We are only a few weeks into the New Year and an impeached president has already used drone technology to kill a foreign leader and threaten war using a social media platform. This same president was elected with the help of Russian bots and fraudulent accounts on another social media platform, which was also accused of selling the private data of millions of users to political operatives. At this year’s Golden Globes, a comedian called out the founder of said social media platform and was plenty applauded, though that did not stop his colleagues from posting on yet another social media platform about their red carpet fashion. Rubes like us then liked, shared, followed, tweeted, and linked our reactions, all while solemnly swearing to cut back our screen time. Most of us won’t. Many of us will pose the question on the internet: How did we get here?
The new memoir Uncanny Valley by Anna Wiener provides an answer. Now a contributing writer for The New Yorker, Wiener spent most of her twenties as a liberal arts expat working in Silicon Valley start-ups, after having grown disillusioned with the stagnant wages and old-school hierarchies of New York publishing. “Tech,” she writes, “promised what so few industries or institutions could, at the time: a future.” While Wiener went looking for a future, what she found was a dystopia.

* * *

EXERCISE INSTRUCTIONS: Please carry on the piece about Anna Wiener's memoir Uncanny Valley, picking up right after its final sentence.

* * *

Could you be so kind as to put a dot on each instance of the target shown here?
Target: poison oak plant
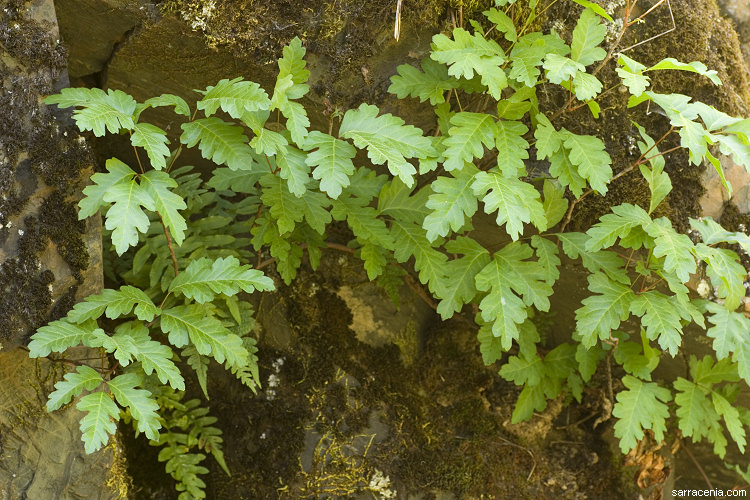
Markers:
(188, 248)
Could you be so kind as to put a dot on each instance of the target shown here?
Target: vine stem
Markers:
(639, 161)
(169, 244)
(628, 9)
(700, 469)
(69, 361)
(335, 246)
(343, 248)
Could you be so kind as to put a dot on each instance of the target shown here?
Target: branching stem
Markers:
(169, 244)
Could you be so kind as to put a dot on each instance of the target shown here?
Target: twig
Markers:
(420, 291)
(639, 161)
(524, 449)
(303, 246)
(169, 244)
(700, 469)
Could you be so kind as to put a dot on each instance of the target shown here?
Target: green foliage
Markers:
(186, 246)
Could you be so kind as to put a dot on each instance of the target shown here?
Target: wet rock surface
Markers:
(357, 401)
(48, 261)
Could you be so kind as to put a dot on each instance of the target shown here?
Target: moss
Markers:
(58, 220)
(733, 220)
(700, 36)
(34, 148)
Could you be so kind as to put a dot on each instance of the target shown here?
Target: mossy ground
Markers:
(700, 35)
(333, 411)
(37, 155)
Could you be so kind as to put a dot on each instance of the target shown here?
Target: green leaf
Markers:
(140, 402)
(314, 210)
(117, 172)
(154, 141)
(387, 139)
(715, 119)
(548, 139)
(234, 97)
(429, 262)
(374, 259)
(587, 36)
(574, 245)
(713, 233)
(677, 249)
(617, 224)
(588, 359)
(506, 277)
(100, 419)
(366, 184)
(200, 365)
(527, 54)
(693, 137)
(332, 161)
(75, 382)
(363, 221)
(158, 184)
(635, 82)
(524, 371)
(596, 8)
(660, 318)
(204, 279)
(467, 54)
(729, 334)
(503, 23)
(180, 106)
(397, 201)
(267, 142)
(297, 121)
(460, 287)
(734, 146)
(102, 112)
(132, 341)
(530, 400)
(511, 147)
(694, 67)
(696, 416)
(603, 312)
(293, 62)
(205, 332)
(659, 182)
(588, 154)
(566, 172)
(466, 137)
(452, 202)
(725, 272)
(116, 303)
(546, 253)
(220, 142)
(586, 86)
(732, 419)
(285, 208)
(515, 201)
(126, 218)
(641, 406)
(432, 84)
(560, 68)
(629, 355)
(555, 205)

* * *

ANSWER BOX:
It’s tempting to call Uncanny Valley a coming-of-age tale, but what the memoir offers is less about Wiener’s own personal narrative and more of a sociological study on tech-bro, start-up culture. There is something Swiftian about her professional journey, which first takes her to a small e-book company in New York that allows her to “fail up” (her words) then to a rapidly growing analytics start-up before landing in a more established open-source platform enterprise. Each step up the economic chain proves to be more grotesque, as the promise of technology devolves into the threats we understand today, and it becomes clear why: Despite tech leaders’ and workers’ belief that their products are ahistorical, apolitical, and practically atemporal—perpetually relevant and futuristic in their mind—the systems they create are political by design.
Wiener shines when she turns her incisive observations on the many entitled men running amok in Silicon Valley. Anyone who’s paid attention to the tech world in the past decade will recognize the frat mentality, the evolution of the internet troll, the implicit and explicit misogyny and racism that runs rampant in the industry. It’s an engaging summary of every terrible thing you’ve heard about start-ups, from the unnecessary ping-pong table at the expense of an HR department, to the cringe-worthy retreats that are a #MeToo moment waiting to happen, to the absolute cluelessness of some of today’s most brilliant minds, earnestly discussing genetically designed babies as a net positive.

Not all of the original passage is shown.